Text excerpt:
● ● ● ● ●
On November 16, 2020, the China Marine Surveillance Guangdong Fleet was merged with the Guangdong Fisheries Law Enforcement Fleet (广东省渔政总队) to form the Guangdong Provincial Comprehensive Marine Law Enforcement (广东省海洋综合执法总队), inheriting the ships of both agencies and is responsible for maritime law enforcement, search and rescue along with fisheries control. It is under the control of the Guangdong Provincial Agriculture and Rural Affairs Department.
● ● ● ● ●
Exercise data:
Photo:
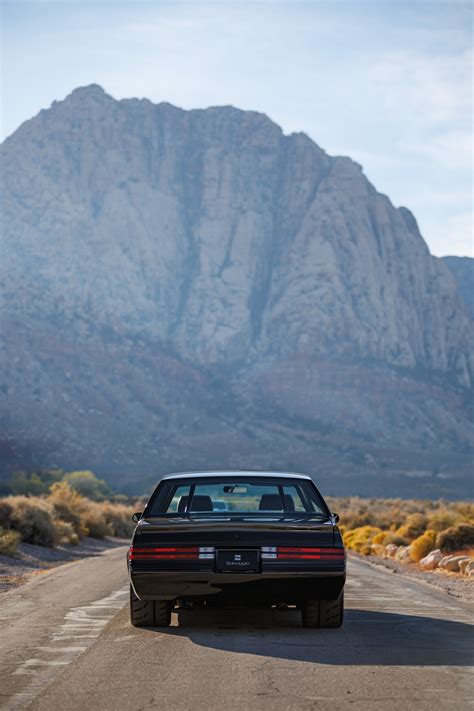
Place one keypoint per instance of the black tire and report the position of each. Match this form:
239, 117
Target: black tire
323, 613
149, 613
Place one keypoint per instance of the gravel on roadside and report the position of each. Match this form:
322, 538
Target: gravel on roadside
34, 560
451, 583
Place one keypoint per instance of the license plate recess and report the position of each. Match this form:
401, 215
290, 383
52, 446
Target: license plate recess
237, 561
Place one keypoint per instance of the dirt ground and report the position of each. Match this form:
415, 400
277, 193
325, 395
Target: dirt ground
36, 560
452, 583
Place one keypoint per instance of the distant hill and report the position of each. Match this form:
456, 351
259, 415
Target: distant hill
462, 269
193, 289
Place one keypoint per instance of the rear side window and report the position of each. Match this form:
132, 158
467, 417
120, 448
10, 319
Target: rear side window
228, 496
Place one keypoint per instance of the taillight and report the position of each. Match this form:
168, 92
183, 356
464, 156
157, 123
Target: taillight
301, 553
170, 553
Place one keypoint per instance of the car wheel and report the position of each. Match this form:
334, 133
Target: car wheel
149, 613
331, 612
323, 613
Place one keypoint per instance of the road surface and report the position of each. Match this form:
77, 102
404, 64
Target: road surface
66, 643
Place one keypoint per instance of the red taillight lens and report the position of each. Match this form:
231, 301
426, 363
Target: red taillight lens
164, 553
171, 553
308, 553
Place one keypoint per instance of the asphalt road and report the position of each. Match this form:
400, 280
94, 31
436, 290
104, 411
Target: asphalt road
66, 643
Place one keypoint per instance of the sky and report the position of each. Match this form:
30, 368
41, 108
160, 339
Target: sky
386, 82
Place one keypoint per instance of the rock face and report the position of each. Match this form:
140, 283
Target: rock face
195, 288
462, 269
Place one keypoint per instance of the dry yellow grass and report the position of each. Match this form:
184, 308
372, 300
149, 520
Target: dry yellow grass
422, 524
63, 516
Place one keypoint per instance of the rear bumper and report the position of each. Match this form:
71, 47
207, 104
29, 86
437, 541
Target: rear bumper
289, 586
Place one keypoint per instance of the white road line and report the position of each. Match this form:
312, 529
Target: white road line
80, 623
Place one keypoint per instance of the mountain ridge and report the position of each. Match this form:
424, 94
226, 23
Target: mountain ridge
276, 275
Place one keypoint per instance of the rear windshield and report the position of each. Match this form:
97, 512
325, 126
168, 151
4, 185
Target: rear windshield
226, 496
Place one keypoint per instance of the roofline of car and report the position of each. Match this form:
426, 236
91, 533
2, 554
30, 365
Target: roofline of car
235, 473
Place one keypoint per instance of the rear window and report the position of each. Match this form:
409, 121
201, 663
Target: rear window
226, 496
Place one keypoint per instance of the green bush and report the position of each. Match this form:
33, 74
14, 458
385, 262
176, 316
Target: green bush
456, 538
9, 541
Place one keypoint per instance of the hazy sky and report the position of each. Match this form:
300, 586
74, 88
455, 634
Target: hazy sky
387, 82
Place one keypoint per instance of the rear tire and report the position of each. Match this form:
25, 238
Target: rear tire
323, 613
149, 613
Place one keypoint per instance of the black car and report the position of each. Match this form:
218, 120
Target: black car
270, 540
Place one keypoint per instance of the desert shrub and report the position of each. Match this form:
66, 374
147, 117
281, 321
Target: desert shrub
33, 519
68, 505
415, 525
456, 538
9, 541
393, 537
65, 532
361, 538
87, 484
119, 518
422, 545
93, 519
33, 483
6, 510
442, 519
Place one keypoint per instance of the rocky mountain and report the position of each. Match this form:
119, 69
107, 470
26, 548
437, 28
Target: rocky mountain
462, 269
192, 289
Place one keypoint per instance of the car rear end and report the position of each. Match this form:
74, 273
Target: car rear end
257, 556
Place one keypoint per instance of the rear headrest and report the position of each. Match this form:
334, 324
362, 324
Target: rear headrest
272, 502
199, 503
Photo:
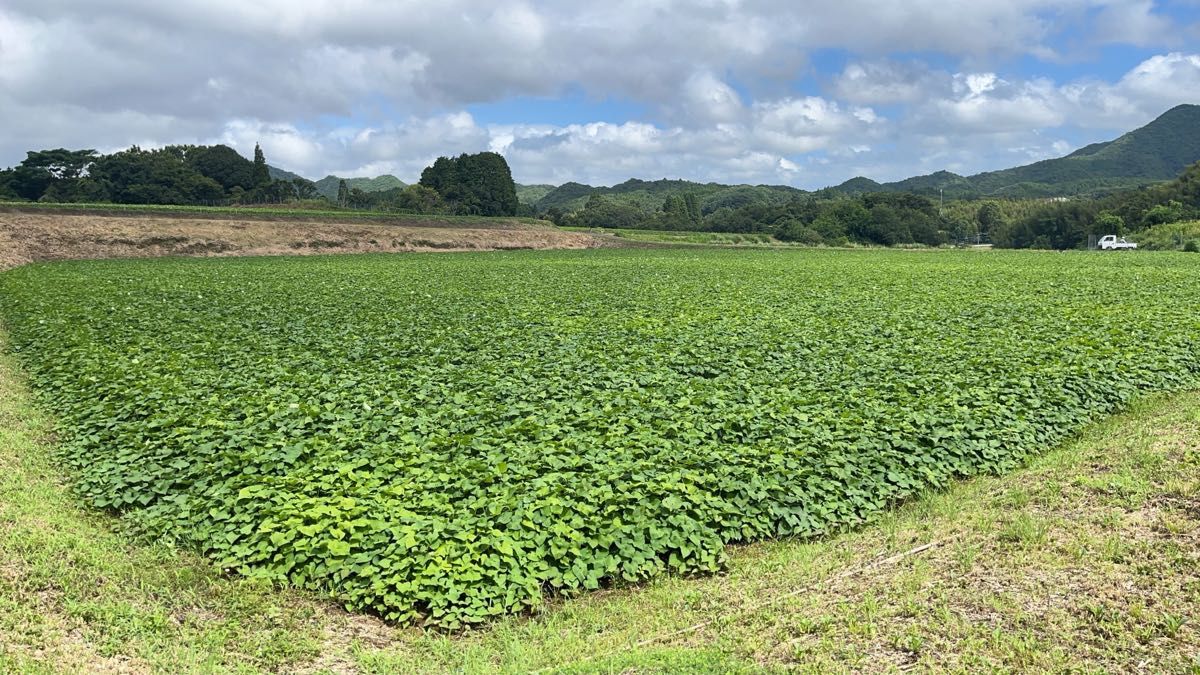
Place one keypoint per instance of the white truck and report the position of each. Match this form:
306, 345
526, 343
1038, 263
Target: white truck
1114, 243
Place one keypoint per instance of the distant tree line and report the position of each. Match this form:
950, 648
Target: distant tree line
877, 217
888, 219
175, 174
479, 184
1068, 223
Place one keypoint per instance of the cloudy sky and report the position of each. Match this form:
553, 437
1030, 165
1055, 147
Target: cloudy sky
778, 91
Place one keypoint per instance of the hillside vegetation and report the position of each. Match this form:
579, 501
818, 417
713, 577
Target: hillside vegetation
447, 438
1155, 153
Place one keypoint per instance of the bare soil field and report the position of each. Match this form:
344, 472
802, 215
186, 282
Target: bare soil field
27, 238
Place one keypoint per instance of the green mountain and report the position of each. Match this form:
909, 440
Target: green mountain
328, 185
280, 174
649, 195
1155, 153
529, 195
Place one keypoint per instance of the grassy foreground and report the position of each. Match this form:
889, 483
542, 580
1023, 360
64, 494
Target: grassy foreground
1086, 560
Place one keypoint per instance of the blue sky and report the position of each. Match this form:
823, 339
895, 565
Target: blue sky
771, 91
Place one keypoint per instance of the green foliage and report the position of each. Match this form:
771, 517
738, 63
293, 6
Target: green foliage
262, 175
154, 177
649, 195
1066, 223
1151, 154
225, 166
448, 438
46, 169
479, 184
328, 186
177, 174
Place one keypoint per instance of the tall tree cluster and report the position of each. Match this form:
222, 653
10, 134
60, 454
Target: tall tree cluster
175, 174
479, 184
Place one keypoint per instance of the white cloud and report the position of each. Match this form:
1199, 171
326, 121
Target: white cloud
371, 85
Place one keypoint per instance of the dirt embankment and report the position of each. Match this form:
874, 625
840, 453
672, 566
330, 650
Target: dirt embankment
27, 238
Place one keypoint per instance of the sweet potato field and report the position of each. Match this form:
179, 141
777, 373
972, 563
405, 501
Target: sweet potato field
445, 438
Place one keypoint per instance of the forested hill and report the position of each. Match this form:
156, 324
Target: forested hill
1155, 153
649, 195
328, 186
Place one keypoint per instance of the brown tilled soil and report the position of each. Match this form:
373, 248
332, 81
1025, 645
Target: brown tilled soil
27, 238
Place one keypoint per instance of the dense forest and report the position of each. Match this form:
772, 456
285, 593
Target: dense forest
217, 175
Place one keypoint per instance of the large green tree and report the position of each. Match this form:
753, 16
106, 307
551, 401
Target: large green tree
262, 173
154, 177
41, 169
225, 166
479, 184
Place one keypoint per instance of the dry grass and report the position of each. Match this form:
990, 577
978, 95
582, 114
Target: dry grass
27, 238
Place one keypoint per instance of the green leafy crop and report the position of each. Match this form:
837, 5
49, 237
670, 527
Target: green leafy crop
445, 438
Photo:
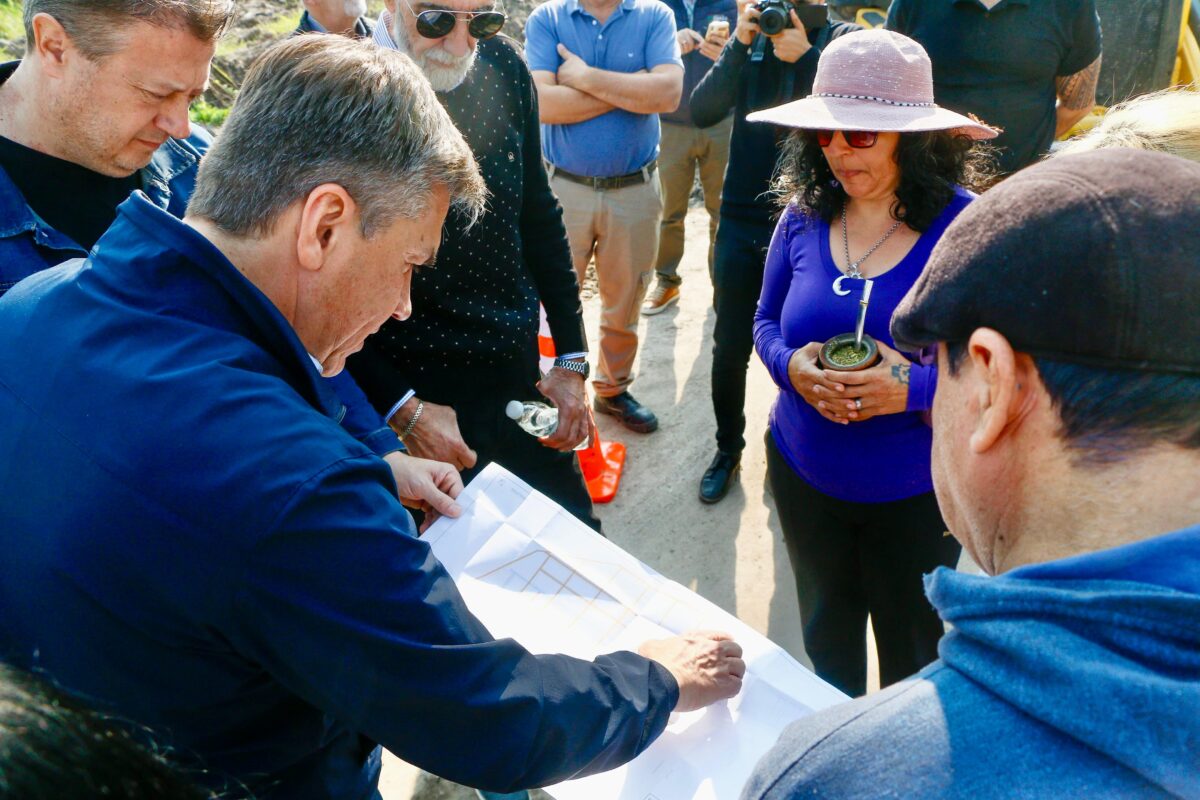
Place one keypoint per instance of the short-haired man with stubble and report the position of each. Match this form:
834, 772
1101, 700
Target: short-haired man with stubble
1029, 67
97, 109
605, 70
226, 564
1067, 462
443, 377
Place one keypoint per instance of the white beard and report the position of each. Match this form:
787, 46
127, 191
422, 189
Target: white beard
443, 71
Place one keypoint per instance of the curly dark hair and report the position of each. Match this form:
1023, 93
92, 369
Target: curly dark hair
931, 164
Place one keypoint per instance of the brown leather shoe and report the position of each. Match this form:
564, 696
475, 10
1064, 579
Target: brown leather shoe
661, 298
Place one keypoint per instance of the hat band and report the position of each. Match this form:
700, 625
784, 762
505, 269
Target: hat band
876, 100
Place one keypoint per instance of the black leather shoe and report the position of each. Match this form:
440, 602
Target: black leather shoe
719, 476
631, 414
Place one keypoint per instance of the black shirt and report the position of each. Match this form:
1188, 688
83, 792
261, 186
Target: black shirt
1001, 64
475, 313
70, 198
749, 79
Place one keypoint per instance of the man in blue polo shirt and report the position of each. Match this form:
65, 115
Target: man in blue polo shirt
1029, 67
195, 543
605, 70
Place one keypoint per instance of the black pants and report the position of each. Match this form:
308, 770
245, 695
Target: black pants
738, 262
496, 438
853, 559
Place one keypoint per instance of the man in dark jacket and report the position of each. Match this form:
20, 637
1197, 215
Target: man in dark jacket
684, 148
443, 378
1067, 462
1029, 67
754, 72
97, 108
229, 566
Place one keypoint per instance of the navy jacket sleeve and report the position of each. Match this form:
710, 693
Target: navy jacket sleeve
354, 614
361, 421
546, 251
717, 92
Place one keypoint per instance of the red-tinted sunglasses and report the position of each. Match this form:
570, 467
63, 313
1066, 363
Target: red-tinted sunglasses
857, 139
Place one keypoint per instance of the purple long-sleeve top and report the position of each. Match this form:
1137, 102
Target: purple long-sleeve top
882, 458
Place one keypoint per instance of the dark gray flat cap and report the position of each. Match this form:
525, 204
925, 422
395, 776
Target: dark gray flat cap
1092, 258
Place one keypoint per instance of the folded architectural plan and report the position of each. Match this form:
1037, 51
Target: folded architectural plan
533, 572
● ● ● ● ●
Work instruction 1:
In the text about the Guangdong marine law enforcement merger, rewrite the passage between "On November 16, 2020, the" and "Rural Affairs Department.", inclusive, with "combined" in place of "merged".
Work instruction 2:
According to the text about the Guangdong marine law enforcement merger, which department controls the Guangdong Provincial Comprehensive Marine Law Enforcement?

Worked solution 1:
On November 16, 2020, the China Marine Surveillance Guangdong Fleet was combined with the Guangdong Fisheries Law Enforcement Fleet (广东省渔政总队) to form the Guangdong Provincial Comprehensive Marine Law Enforcement (广东省海洋综合执法总队), inheriting the ships of both agencies and is responsible for maritime law enforcement, search and rescue along with fisheries control. It is under the control of the Guangdong Provincial Agriculture and Rural Affairs Department.

Worked solution 2:
The Guangdong Provincial Agriculture and Rural Affairs Department.